PROVIDED PASSAGE:
· · · ·

- The cover of the standard version of the album. Réédition version features a purple tint.

Studio album by Carla
- Released: 5 June 2020
- Genre: Pop
- Length: 37:26
- Label: MCA
- Producer: Julien Comblat; Jérémy Chapron; Alain Corson; Boban Apostolov; Nino Vella; Fred Savio; Valentin Marceau; Alban Lico; Emilie Sattonet; Jean-Karl Lucas; Alban Ghnassia; Eddy Pradelles; Jean Baptiste Gnakouri; Sandro Abaldonato;

Carla chronology
|  | L'autre moi (2020) | Sans filtre (2021) |

Singles from L'autre moi
- "Bim bam toi" Released: 11 October 2019; "L'autre moi" Released: 15 May 2020; "Cœur sur toi" Released: 4 November 2020;

= L'autre moi =

"L'autre moi" is the debut studio album by French singer Carla Lazzari, released on 5 June 2020, featuring her Junior Eurovision Song Contest 2019 entry, "Bim bam toi". The album contains 13 tracks.

== Background and promotion ==
L'autre moi was first announced by the artist on Instagram on 6 May 2020, stating that she would show her audience "her other self".

· · · ·

RECORDS:
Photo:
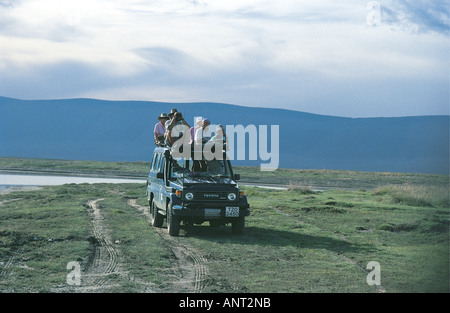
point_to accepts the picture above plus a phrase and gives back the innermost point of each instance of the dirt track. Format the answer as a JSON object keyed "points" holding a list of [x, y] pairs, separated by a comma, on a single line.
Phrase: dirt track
{"points": [[104, 269], [191, 264]]}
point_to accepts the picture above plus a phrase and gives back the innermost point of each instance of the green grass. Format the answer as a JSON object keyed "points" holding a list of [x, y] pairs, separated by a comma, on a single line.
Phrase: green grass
{"points": [[322, 242], [41, 231]]}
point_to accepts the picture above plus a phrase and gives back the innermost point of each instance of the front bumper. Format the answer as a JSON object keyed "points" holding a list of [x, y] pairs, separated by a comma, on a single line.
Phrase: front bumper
{"points": [[210, 211]]}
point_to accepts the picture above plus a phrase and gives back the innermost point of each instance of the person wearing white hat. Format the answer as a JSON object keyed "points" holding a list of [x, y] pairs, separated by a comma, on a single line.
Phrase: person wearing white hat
{"points": [[198, 124], [160, 129]]}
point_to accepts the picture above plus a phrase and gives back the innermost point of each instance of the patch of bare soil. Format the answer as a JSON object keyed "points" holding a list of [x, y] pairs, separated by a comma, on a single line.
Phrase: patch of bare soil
{"points": [[103, 271], [191, 264]]}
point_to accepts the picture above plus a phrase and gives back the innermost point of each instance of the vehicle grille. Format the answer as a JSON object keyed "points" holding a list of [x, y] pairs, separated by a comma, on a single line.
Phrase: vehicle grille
{"points": [[211, 196]]}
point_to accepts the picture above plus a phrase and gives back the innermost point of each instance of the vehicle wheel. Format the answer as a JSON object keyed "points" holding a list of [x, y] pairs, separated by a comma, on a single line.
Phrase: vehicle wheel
{"points": [[215, 223], [157, 218], [237, 227], [173, 222]]}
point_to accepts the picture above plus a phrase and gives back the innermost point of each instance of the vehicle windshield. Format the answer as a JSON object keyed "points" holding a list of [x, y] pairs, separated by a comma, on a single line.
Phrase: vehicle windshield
{"points": [[181, 167]]}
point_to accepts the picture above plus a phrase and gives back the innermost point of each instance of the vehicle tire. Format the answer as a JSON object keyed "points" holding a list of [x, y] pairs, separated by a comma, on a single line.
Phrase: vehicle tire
{"points": [[215, 223], [173, 222], [237, 226], [157, 218]]}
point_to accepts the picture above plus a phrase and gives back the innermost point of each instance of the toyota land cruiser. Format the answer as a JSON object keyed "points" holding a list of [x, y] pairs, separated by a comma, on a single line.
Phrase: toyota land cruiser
{"points": [[192, 191]]}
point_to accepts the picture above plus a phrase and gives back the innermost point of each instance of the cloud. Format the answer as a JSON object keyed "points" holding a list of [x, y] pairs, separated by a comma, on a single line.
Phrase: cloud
{"points": [[318, 56], [418, 15]]}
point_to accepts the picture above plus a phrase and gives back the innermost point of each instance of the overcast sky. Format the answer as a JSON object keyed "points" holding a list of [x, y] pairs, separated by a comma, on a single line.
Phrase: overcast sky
{"points": [[346, 58]]}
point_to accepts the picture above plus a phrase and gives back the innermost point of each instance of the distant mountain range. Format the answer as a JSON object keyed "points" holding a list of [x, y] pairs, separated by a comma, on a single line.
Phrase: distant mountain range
{"points": [[89, 129]]}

· · · ·

EXERCISE DESCRIPTION: Duplicate everything in the album article from "Carla chronology" down to "contains 13 tracks.", without altering a single character.

THE ANSWER:
Carla chronology
|  | L'autre moi (2020) | Sans filtre (2021) |

Singles from L'autre moi
- "Bim bam toi" Released: 11 October 2019; "L'autre moi" Released: 15 May 2020; "Cœur sur toi" Released: 4 November 2020;

= L'autre moi =

"L'autre moi" is the debut studio album by French singer Carla Lazzari, released on 5 June 2020, featuring her Junior Eurovision Song Contest 2019 entry, "Bim bam toi". The album contains 13 tracks.